### DOCUMENT EXTRACT
================

Sheila Scarborough is, among other things, a family travel blogger. I'm connected to her on LinkedIn, and saw her request for suggestions for family-friendly travel sites in Virginia. Noting that she was accepting Facebook submissions, I friended her on Facebook and then submitted my brief suggestion, which she ended up using.
Although I spent a decade growing up in northern Virginia, my suggestion focused on another part of the state:
I heartily recommend Williamsburg. The historic district keeps cars outside of the perimeter and provides a living view of our country before it was a country.
Suggestions from others, submitted via Facebook and Twitter, included a seafood buffet in Virginia Beach, the various monuments in Arlington National Cemetery, and Busch Gardens (just down the road from Williamsburg). See the entire list.
For this post, Scarborough used a technique called "crowdsourcing" - and what better place to get a definition of the term than crowdsourcing.typepad.com? Here's Jeff Howe's definition - I mean definitions:
I like to use two definitions for crowdsourcing:
The White Paper Version: Crowdsourcing is the act of taking a job traditionally performed by a designated agent (usually an employee) and outsourcing it to an undefined, generally large group of people in the form of an open call.
The Soundbyte Version: The application of Open Source principles to fields outside of software.
(Extra points for using the spelling "soundbyte" when said soundbyte includes a computer reference.)

================

### STORED DATA
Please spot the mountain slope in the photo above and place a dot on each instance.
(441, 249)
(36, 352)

================

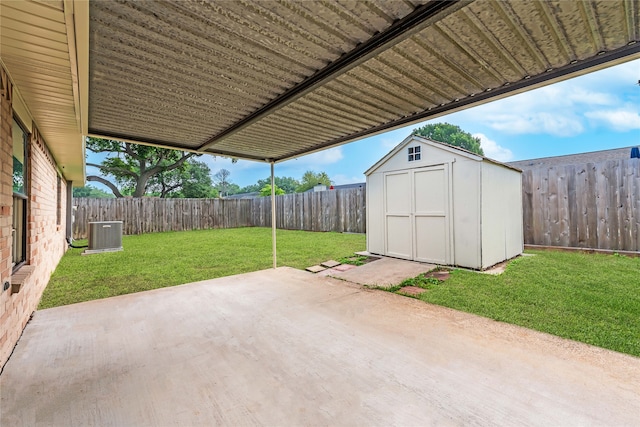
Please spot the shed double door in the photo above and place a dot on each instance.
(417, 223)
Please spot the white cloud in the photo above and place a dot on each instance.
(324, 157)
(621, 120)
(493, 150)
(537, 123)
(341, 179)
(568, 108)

================

### WORK REQUEST A
From the blog post on crowdsourcing travel suggestions, reproduce the passage that begins at the words "Suggestions from others, submitted" and stops after the words "an open call.".
### WORK REQUEST B
Write the next part of the blog post on crowdsourcing family travel suggestions, carrying on from its final sentence.

### RESPONSE BOX A
Suggestions from others, submitted via Facebook and Twitter, included a seafood buffet in Virginia Beach, the various monuments in Arlington National Cemetery, and Busch Gardens (just down the road from Williamsburg). See the entire list.
For this post, Scarborough used a technique called "crowdsourcing" - and what better place to get a definition of the term than crowdsourcing.typepad.com? Here's Jeff Howe's definition - I mean definitions:
I like to use two definitions for crowdsourcing:
The White Paper Version: Crowdsourcing is the act of taking a job traditionally performed by a designated agent (usually an employee) and outsourcing it to an undefined, generally large group of people in the form of an open call.

### RESPONSE BOX B
At first glance, when you concentrate on the availability of the tools, it seems that crowdsourcing is a relatively new phenomenon. While tools are just tools, the connectivity allows someone like Scarborough to easily and quickly contact people that she's never met, and assemble contributions from a dozen of us within the span of a few days. I don't think the Committees of Correspondence in Williamsburg and elsewhere could have assembled views that quickly.
But is crowdsourcing a newly-invented technique? No, notes David Rogers. In a February 2009 post that also mentions Jeff Howe, Rogers traces the history of crowdsourcing back to a time when soundbyte, or even soundbite, wouldn't be considered a real word.
William Safire, cited by David Rogers:
“You ought to take some credit,” Jay Holt wrote in an e-mail message, “for being a pioneer of doing crowdsourcing, even if you did not invent the term. Haven’t you been crowdsourcing since the early days of your language column?”
True; the etymologists of the Phrasedick Brigade have been enriching these columns for three decades.
And how about Herodotus, also cited by David Rogers?
The following custom seems to me the wisest of their institutions next to the one lately praised. They have no physicians, but when a man is ill, they lay him in the public square, and the passers-by come up to him, and if they have ever had his disease themselves or have known any one who has suffered from it, they give him advice, recommending him to do whatever they found good in their own case, or in the case known to them; and no one is allowed to pass the sick man in silence without asking him what his ailment is.
All that is needed is some form of proximity. It's just that the tools that have been developed over the centuries, ranging from mail service to telephones to faxes to online communications, have made it progressively easier to assemble larger crowds.